▸ TASKS:
(1) In the article on the LASER mentoring program for Latino students, list every language named in Frederick Aldama's professorship.
(2) Write the next part of the article on the LASER mentoring program for Latino high school students, picking up after its final sentence.

Adriana Del Valle dreams of pursuing a career in medicine. The Worthington Kilbourne High School sophomore isn’t sure if she wants to be a doctor or a veterinarian, but one thing she has always been sure of is that college would be in her future. As a middle school student, Del Valle was told some startling information at an event regarding college and Latinos.
“When I heard that not all Latinos like me go to college, I was surprised,” Del Valle said. “It made me sad to think that a lot of the people I see in my everyday life, that they would never go to college.”
The Latino and Latin American Space for Enrichment and Research mentoring program provides networking and resources to Latino high school students throughout Columbus, as well as opportunities to help students apply and maneuver their way through college admissions and financial aid.
LASER was started at Ohio State in 2009, founded by Frederick Aldama, a professor of English, Spanish and Portuguese. His goal was to design a program with the hopes of creating a college track for Columbus’ growing population of young Latinos.

▸ DATA EXTRACTS:
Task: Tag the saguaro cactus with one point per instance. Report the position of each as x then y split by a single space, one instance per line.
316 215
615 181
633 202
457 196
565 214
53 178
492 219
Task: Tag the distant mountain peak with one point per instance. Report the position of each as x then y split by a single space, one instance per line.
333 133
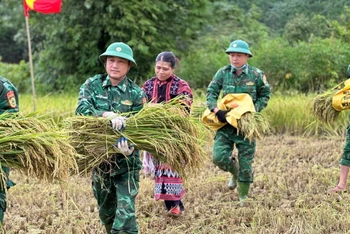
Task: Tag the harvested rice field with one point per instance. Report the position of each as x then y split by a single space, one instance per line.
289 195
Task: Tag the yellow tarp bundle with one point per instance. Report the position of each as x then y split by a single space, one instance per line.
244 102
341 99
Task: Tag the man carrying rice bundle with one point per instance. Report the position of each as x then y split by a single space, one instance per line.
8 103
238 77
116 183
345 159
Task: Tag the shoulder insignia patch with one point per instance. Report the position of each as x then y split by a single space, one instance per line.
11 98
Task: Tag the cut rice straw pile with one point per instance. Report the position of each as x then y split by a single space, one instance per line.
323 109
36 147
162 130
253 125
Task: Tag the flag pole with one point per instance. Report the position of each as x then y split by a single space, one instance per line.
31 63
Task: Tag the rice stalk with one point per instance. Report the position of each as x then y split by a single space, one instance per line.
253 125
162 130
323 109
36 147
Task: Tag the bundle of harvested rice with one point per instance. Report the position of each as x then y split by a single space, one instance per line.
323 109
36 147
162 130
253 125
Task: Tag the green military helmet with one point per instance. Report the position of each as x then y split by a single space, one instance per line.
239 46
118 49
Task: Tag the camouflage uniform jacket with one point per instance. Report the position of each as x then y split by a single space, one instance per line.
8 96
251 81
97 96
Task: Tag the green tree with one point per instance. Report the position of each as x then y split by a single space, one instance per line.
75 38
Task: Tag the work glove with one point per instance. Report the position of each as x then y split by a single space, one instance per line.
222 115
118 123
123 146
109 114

▸ ANSWERS TO THIS EXERCISE:
(1) English, Spanish, Portuguese

(2)
The program describes itself as a “total mentoring system” –– one that is both a network for Latino students to meet and grow as a community and also a pipeline for high school students to transition into college. LASER works with students starting in the ninth grade and can run all the way through one’s college career.
LASER began with students from South-Western City Schools in Galloway, a city west of Columbus, who carpooled to campus to meet with graduate students for mentoring, as well as interacted with Latino culture through film screenings and speakers.
Since then, LASER has planted “hubs” at high schools all over the city. High school students meet weekly during lunch with their mentors, usually three to five undergraduates and two to three graduate students. During this time, students can apply for scholarships, write college essays or go over homework questions.
Some hubs meet after school at local libraries, while other mentors meet with students from rural schools regularly over Skype. LASER also provides space in Hagerty Hall for students to meet.
While undergraduates work mainly as mentors, graduate students act as hub coordinators, working with the schools for programming and curriculum. Maria Lerma — a graduate student in women’s, gender and sexuality studies and a West Hub I coordinator — said LASER is something she wishes she had when she was in high school.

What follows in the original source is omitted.